>> BEGIN

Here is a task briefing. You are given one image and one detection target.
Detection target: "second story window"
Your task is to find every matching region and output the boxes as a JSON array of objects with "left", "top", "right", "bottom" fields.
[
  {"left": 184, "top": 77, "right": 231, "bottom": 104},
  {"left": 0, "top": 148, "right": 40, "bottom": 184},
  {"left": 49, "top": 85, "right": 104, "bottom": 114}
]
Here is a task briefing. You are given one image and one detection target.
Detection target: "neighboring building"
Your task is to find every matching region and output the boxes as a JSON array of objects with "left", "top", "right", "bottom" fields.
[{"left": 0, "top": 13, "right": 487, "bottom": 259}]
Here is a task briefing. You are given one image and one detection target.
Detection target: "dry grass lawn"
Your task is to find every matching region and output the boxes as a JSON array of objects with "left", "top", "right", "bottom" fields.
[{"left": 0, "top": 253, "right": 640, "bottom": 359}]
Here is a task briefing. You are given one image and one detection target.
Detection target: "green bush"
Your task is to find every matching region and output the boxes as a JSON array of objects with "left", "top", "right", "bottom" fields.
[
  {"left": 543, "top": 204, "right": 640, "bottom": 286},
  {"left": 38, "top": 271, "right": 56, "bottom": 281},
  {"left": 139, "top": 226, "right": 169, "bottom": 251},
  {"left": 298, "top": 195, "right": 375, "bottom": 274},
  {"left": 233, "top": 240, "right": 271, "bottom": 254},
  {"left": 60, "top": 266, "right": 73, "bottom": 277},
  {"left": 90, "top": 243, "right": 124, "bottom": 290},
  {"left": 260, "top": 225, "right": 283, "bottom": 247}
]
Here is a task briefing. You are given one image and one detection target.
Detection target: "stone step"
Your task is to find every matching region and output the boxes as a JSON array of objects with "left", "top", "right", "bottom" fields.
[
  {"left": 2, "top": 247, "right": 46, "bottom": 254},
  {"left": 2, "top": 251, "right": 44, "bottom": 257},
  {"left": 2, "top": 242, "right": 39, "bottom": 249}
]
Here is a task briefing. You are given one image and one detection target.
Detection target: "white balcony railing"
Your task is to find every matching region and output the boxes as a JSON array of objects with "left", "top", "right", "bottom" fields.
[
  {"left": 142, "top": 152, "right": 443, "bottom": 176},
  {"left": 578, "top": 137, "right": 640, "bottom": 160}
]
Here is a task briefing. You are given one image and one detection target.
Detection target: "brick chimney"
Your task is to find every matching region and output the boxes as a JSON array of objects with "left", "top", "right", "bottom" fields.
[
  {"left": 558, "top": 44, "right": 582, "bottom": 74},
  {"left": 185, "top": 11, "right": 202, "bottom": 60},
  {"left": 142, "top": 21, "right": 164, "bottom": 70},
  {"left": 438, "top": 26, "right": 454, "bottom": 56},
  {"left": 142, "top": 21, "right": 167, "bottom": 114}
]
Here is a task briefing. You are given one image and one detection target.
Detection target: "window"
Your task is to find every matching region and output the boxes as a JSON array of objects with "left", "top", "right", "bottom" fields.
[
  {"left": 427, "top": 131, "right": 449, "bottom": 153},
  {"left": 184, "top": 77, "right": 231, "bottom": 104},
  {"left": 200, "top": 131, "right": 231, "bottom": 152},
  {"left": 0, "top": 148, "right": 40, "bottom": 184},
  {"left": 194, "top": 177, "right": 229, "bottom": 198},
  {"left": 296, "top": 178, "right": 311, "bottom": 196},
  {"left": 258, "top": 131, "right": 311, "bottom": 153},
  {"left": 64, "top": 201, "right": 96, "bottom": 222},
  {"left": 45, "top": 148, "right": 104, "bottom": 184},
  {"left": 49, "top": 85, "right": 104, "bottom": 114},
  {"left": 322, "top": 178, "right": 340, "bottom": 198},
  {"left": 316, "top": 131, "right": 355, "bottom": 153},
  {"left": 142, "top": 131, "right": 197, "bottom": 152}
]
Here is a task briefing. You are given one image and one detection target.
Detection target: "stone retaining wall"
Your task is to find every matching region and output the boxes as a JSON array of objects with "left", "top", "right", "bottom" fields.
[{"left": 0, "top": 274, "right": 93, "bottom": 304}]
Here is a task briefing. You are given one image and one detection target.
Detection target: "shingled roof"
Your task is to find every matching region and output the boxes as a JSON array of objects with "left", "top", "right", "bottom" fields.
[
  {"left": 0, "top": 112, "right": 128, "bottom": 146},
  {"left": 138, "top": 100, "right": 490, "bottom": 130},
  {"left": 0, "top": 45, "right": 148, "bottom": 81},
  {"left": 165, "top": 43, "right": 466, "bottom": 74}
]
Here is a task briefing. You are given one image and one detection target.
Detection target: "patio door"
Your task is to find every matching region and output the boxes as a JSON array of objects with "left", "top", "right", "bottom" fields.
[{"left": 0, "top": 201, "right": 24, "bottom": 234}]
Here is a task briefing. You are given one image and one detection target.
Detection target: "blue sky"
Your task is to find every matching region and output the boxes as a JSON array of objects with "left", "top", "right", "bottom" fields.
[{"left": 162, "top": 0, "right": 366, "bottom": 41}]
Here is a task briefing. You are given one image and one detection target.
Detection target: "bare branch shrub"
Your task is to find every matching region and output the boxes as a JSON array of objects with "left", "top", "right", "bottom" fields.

>> END

_Written instruction_
Please pull out every line of the entries above that contains the word "stone". Case matters, so match capitalization too.

_Full answer_
Detection target: "stone step"
Detection target: "stone retaining wall"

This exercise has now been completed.